• ACTIONS TO TAKE:
[a] In the text on pesticide drift, what was the title of the report that PAN released in 2003?
[b] Go on with the text on pesticide drift from its last sentence.

By 2003, plenty of data suggested that pesticide drift was harming communities, but the pesticide industry and regulators refused to act.
For 20 years, the California Air Resources Board had been conducting experiments, looking for pesticides in the air around fields sprayed with pesticides. They found them. In 2003, PAN pulled together and analyzed this information in a breakthrough report, Secondhand Pesticides. We found that many pesticides remained in the air near fields at high levels for hours, or even days after application. Anyone in the vicinity of such applications faced exposure.
Sept. 9, 2008 Drift Catcher selected as 2008 Tech Awards Laureate by the Tech Museum of Innovation
PAN's air monitoring device, invented by chemist and senior scientist Dr. Susan Kegley, was designated a 2008 Tech Awards Laureate, one of 25 global innovations recognized each year for applying technology to benefit humanity and spark global change.

• DATASET EXCERPTS:

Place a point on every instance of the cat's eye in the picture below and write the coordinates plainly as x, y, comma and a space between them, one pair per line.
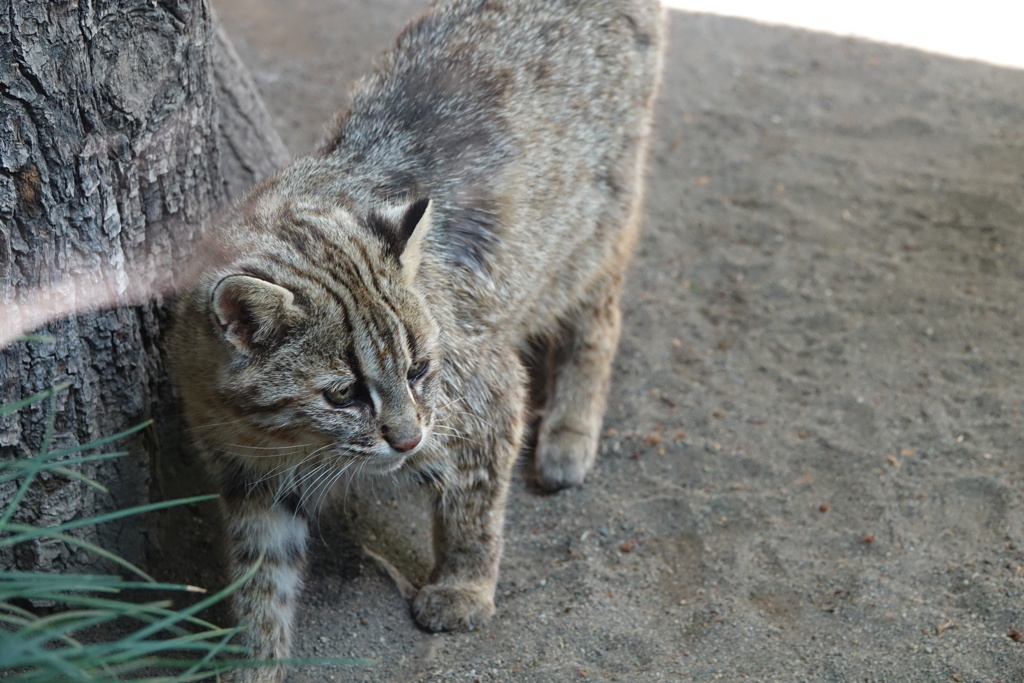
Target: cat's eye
341, 394
418, 370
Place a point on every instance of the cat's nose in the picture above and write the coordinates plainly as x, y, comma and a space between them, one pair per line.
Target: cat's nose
406, 444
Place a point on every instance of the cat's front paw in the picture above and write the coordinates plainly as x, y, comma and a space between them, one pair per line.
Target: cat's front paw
563, 459
441, 607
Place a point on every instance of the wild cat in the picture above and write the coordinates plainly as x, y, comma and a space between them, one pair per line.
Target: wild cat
373, 305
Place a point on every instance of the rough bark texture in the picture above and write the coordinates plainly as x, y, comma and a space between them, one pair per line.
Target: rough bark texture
123, 127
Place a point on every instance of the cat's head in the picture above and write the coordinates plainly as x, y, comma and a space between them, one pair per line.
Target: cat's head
324, 341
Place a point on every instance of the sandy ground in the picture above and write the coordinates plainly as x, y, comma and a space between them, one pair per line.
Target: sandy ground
812, 469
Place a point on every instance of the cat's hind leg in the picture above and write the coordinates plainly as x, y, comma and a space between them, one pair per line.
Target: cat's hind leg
570, 423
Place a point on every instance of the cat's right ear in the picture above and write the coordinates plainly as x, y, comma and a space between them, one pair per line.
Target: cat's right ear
251, 311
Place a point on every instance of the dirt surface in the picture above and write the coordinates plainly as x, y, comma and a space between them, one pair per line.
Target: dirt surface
812, 467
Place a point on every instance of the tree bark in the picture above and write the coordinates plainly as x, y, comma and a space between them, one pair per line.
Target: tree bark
124, 126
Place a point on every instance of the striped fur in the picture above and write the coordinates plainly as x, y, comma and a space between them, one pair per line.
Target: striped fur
368, 310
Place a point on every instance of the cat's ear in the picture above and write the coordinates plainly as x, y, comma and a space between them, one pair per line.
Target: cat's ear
415, 224
251, 311
402, 226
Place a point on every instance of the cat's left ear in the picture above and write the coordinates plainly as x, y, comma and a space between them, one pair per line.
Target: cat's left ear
406, 226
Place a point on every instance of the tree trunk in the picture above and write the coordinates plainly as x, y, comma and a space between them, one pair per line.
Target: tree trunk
124, 126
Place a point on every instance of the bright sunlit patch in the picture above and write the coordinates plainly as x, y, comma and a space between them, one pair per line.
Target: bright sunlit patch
985, 30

• ANSWERS TO THE TASKS:
[a] Secondhand Pesticides

[b]
The Tech Awards, a signature program of The Tech Museum of Innovation in San Jose, California, selected the Drift Catcher from among hundreds of nominations representing 68 countries, for "empowering communities for health and sustainability" to measure concentrations of hazardous pesticides as evidence to prevent exposure to pesticide drift.
In over 20 years of our own direct field work with agricultural communities, PAN's international network had heard countless stories about how drift-affected communities had come to expect illness, nausea, rashes, and worse in the hours and days after fields had been sprayed. So, with communities across the country asking us to do something about drift, we invented the an air monitoring system we call the "Drift Catcher." It's affordable, robust and based on the same technology used by the California Air Resources Board in its studies.
The big idea? Put the tools necessary to prove pesticide drift into the hands of people who live through it. Make sure those tools are reliable and useable - the rest is just science.
Since its 2003 launch, Drift Catchers have been used in 27 projects in nine states by scores of trained volunteers and community leaders. Below are two case studies.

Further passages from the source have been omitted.